Dataset items:
────────────────────────────────────────
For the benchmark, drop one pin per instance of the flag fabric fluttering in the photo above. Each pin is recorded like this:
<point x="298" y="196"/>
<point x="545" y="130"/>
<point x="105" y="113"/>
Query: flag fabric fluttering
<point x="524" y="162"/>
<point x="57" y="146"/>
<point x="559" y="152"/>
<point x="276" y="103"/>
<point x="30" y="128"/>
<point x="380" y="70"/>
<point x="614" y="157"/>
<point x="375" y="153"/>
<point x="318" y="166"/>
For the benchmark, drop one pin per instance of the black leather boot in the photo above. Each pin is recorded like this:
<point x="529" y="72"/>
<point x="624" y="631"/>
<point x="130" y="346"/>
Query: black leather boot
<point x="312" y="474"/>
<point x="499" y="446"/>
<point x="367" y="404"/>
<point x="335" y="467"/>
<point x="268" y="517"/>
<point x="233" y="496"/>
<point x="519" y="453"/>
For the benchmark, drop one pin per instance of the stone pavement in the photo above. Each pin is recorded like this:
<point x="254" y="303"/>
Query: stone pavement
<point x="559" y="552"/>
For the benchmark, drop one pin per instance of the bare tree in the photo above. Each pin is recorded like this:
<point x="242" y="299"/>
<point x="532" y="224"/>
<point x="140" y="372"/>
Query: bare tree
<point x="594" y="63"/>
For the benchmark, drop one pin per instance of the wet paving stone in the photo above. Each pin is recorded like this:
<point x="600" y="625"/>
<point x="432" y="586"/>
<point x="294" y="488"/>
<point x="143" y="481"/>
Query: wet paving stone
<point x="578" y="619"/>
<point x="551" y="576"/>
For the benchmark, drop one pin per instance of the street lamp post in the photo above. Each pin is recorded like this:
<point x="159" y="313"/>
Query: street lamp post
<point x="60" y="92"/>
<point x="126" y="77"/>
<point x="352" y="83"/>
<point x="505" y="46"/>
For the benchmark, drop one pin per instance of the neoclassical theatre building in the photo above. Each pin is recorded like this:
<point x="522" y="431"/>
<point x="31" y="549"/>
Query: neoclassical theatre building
────────────────────────────────────────
■ Exercise ■
Repeat all the entries word for word.

■ Full response ■
For the benchmark, drop one pin per instance of the flag fabric fluttering in the photo above. Each pin is recorded like this:
<point x="298" y="196"/>
<point x="545" y="130"/>
<point x="105" y="113"/>
Query: flag fabric fluttering
<point x="524" y="162"/>
<point x="57" y="146"/>
<point x="559" y="152"/>
<point x="276" y="103"/>
<point x="30" y="128"/>
<point x="380" y="70"/>
<point x="614" y="157"/>
<point x="375" y="153"/>
<point x="318" y="166"/>
For the benchmark, drop one pin per instance of the black leather boot in the photo above. Each pin is recorded like this:
<point x="529" y="72"/>
<point x="624" y="631"/>
<point x="130" y="346"/>
Query: black leather boot
<point x="312" y="474"/>
<point x="499" y="446"/>
<point x="367" y="404"/>
<point x="335" y="467"/>
<point x="268" y="517"/>
<point x="233" y="496"/>
<point x="519" y="453"/>
For the benchmark, drop one pin per instance of the stone pavement in the photo above. Each pin is recorded like this:
<point x="254" y="303"/>
Query: stone pavement
<point x="559" y="552"/>
For the benchmark, drop one pin per instance of the bare tree in the photo above. Each pin is recorded like this:
<point x="242" y="299"/>
<point x="532" y="224"/>
<point x="140" y="372"/>
Query: bare tree
<point x="594" y="63"/>
For the benchmark, drop one pin per instance of the wet paving stone in the photo above. Each pin is recorded like this:
<point x="600" y="625"/>
<point x="432" y="586"/>
<point x="294" y="488"/>
<point x="143" y="481"/>
Query: wet paving stone
<point x="578" y="619"/>
<point x="551" y="576"/>
For the benchmark, drop one pin per instance of the street lamp post in the photo above. Each pin is recorded like this:
<point x="159" y="313"/>
Query: street lamp post
<point x="60" y="92"/>
<point x="126" y="77"/>
<point x="352" y="83"/>
<point x="505" y="46"/>
For the benchmark, drop one pin per instance of the neoclassical theatre building in the photo above. Each pin is recorded like this:
<point x="522" y="431"/>
<point x="31" y="549"/>
Query: neoclassical theatre building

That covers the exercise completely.